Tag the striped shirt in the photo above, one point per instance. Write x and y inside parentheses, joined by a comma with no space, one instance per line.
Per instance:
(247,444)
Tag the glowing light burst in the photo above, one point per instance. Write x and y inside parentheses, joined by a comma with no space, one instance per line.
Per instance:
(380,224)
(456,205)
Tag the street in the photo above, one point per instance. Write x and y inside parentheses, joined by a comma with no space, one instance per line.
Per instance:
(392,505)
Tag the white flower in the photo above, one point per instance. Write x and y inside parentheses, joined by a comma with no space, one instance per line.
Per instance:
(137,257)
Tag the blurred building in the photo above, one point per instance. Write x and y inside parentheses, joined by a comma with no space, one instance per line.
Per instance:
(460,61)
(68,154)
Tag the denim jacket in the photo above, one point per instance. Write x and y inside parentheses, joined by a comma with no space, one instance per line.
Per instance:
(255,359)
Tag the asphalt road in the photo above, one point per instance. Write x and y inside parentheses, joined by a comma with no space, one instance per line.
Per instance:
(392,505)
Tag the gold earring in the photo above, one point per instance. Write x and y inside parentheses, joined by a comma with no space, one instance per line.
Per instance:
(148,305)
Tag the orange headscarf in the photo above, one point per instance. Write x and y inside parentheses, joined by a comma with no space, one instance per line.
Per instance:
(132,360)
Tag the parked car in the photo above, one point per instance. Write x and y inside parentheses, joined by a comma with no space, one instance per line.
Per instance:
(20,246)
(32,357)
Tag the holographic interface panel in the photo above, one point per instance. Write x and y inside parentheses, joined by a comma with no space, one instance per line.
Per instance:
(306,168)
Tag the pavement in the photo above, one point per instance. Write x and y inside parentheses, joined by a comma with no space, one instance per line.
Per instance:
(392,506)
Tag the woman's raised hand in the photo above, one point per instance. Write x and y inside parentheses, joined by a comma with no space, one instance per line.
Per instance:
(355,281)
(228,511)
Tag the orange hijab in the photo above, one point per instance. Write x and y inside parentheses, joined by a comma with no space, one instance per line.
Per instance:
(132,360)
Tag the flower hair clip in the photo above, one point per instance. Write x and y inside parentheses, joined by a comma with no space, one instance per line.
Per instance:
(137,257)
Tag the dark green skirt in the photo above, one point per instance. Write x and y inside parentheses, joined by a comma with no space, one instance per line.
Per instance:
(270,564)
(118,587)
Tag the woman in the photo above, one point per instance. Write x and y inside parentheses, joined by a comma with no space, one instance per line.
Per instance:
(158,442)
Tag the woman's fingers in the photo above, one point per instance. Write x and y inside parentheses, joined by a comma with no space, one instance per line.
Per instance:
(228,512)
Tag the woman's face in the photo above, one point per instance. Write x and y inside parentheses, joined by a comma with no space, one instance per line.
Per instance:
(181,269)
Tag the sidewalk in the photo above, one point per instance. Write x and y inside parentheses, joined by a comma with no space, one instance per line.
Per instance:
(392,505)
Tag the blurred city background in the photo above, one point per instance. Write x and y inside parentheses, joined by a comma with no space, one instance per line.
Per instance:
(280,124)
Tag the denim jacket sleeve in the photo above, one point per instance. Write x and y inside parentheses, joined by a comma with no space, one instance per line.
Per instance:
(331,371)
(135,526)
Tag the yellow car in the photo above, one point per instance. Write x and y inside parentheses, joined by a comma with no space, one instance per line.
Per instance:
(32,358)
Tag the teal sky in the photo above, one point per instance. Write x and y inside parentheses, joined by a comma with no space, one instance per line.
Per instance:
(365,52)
---
◆ ZIEL
Gib sämtliche Einträge oben wortgetreu und in derselben Reihenfolge wieder.

◆ AUSGABE
Tag the striped shirt in the photo above, one point per instance. Write x and y inside parentheses, joined by a comma with no space, one instance per line.
Per instance:
(247,444)
Tag the glowing light burst in the photo above, one point per instance. Write x and y inside parentheses, joined by a comma with no space, one instance per line.
Per instance:
(380,224)
(456,205)
Tag the street in the photo above, one point per instance. Write x and y inside parentheses, joined by a comma with no space, one instance per line.
Per instance:
(392,505)
Tag the white flower in the photo above, one point per instance. Write x and y inside parentheses, joined by a comma with no space, one instance per line.
Per instance:
(137,257)
Tag the blurred building in the photo above, one point per instance. Write x and y inside parentheses, joined by a comma with no space, one instance per line.
Per instance:
(460,61)
(68,154)
Tag the denim jacket in the photo above, one point per instance. Write x and y inside parentheses, joined by a comma with no space, one instance per line.
Per instance:
(255,359)
Tag the asphalt road in the photo above, one point per instance. Write x and y inside parentheses, joined by a comma with no space, one instance per line.
Per instance:
(392,505)
Tag the gold earring in the photo above, one point per instance. Write x and y inside parentheses, joined by a comma with no space, one instance per line.
Per instance:
(148,305)
Tag the orange headscarf in the photo above, one point per instance. Write x and y inside parentheses, joined by a comma with no space, one instance per line.
Per instance:
(132,360)
Tag the parked car in the photo above, one point per instance. Write x and y inside parentheses, joined by a comma with no space, one instance per line.
Per instance:
(20,246)
(32,357)
Tag the holographic interface panel in the photo above, one point per instance. Write x and y inside parentheses, joined by a comma with no space, one instance per line.
Per instance:
(306,168)
Tag the pavement in the photo above, one point per instance. Write x and y inside parentheses, joined by a comma with no space, one instance per line.
Per instance:
(392,506)
Tag the woman's raised hand in the photo above, one point per instance. Write x and y inside parentheses, joined by a comma with no space, one instance per line.
Per instance:
(355,281)
(228,511)
Tag the orange hijab in the photo above, one point per instance. Write x and y inside parentheses, joined by a comma with no space, one instance per line.
Per instance:
(132,360)
Tag the flower hair clip in the photo above, one point per instance. Write x and y inside parentheses, joined by a comma with no space, one instance per line.
Per instance:
(137,257)
Tag the dark green skirt in the photo above, one point per instance. Write x and y inside parentheses, joined by a comma with no space, one instance per line.
Per instance:
(270,564)
(118,587)
Tag the woman in the photo above, one point per instance. Write x and y inside parentheses, joined by a comma with no space, one instance per line.
Per instance:
(158,442)
Tag the woman's fingers in the photo above, one point per instance. Write x and y inside parentheses, joined by a comma with no space, one instance per line.
Per instance:
(228,512)
Tag the woman's face in the photo above, one point per instance. Write x and y inside parentheses, joined by a comma with no space, one instance per line.
Per instance:
(181,269)
Tag the sidewalk in the photo above, one point per instance. Write x and y inside parentheses, joined by a comma with no space, one instance per line.
Per instance:
(392,505)
Tag the blurred city background in the photo above, one point per instance. Write x and y inside parentheses, joined by a comma with no space, one instance per line.
Per instance:
(280,124)
Tag the denim jacket sleeve in the photo above, one point per instance. Write x and y inside parentheses, joined by a comma with no space, one instance per line.
Per instance:
(331,371)
(135,526)
Tag the yellow car in the photo above, one point per instance. Write x and y inside parentheses, joined by a comma with no space, one instance per line.
Per instance:
(32,358)
Tag the teal sky in the photo above, one point per instance. Write x and y inside parentheses, joined by a comma with no space, one instance per line.
Per instance:
(365,52)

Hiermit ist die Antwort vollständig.